Enunciado A >>
No texto sobre a história de Portugal, a que golpe se diz que Salazar se agarrou e que fez dele o seu destino?
Enunciado B >>
Copie do texto sobre a história de Portugal o trecho que abre com as palavras "( publicada no" e fecha com "o seu destino.".

M!CporCoimbra

2007/05/24

Uma história malfadada

( publicada no Diário de Leiria )

Portugal, país periférico, com uma burguesia frágil e demasiado dependente da protecção estatal, tarde conheceu o desenvolvimento capitalista. A história da 2ª metade do século XIX é feita do fracasso do nosso processo de industrialização. A 1ª República e Salazar são duas faces da mesma moeda. Representam duas tentativas de saída para a crise estrutural do incipiente capitalismo português.

A 1ª República deu a liberdade a uma pequena elite, manteve o sufrágio restrito, e desfez-se nas contradições geradas pela 1ª Grande Guerra e o défice público. O país permaneceu rural, analfabeto e inquieto. Salazar cavalgou o golpe sem rumo do 28 de Maio de 1926 e fez dele o seu destino.

Dados fornecidos >>
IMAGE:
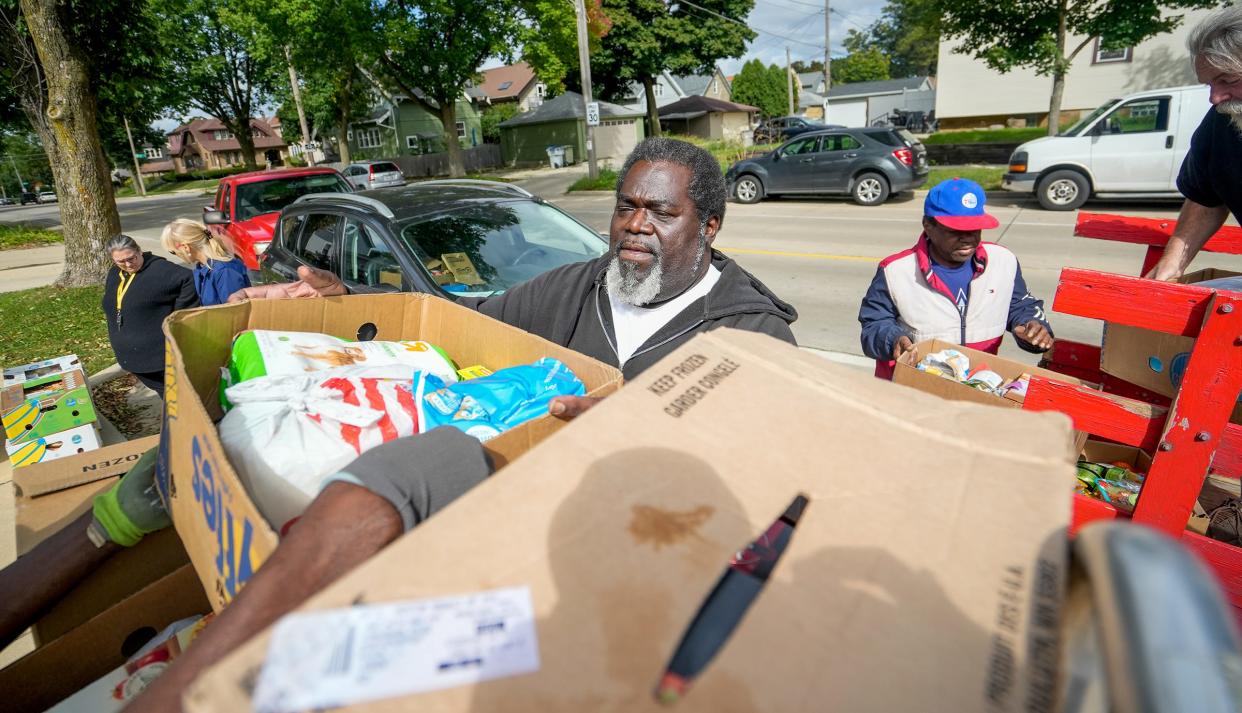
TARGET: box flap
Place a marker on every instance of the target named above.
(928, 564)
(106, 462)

* * *

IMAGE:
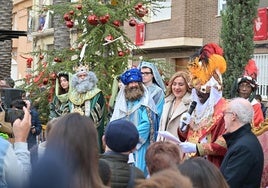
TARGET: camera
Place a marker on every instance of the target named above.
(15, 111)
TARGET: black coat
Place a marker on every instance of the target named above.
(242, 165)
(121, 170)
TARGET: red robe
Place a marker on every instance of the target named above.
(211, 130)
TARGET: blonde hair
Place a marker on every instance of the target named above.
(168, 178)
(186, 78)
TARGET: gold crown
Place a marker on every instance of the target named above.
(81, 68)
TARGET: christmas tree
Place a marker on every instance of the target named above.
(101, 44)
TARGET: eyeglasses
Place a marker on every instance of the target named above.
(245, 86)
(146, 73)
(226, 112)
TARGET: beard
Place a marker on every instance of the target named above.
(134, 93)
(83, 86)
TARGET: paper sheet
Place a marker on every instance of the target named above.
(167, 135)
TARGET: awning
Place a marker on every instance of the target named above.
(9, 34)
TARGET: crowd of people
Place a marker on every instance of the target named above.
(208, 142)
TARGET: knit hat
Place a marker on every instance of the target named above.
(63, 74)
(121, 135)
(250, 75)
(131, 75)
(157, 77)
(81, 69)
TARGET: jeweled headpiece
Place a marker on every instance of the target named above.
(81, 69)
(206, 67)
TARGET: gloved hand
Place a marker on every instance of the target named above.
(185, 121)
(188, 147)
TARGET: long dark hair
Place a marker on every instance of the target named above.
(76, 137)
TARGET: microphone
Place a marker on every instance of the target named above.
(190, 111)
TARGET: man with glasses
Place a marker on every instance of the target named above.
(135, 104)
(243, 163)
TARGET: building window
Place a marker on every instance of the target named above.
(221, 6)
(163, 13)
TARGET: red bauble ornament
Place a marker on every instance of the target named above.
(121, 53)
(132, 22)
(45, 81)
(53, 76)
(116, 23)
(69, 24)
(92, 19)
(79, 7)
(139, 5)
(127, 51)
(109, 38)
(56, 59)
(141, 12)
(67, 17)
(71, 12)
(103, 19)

Resposta A >>
Ao golpe de 28 de Maio de 1926.

Resposta B >>
( publicada no Diário de Leiria )

Portugal, país periférico, com uma burguesia frágil e demasiado dependente da protecção estatal, tarde conheceu o desenvolvimento capitalista. A história da 2ª metade do século XIX é feita do fracasso do nosso processo de industrialização. A 1ª República e Salazar são duas faces da mesma moeda. Representam duas tentativas de saída para a crise estrutural do incipiente capitalismo português.

A 1ª República deu a liberdade a uma pequena elite, manteve o sufrágio restrito, e desfez-se nas contradições geradas pela 1ª Grande Guerra e o défice público. O país permaneceu rural, analfabeto e inquieto. Salazar cavalgou o golpe sem rumo do 28 de Maio de 1926 e fez dele o seu destino.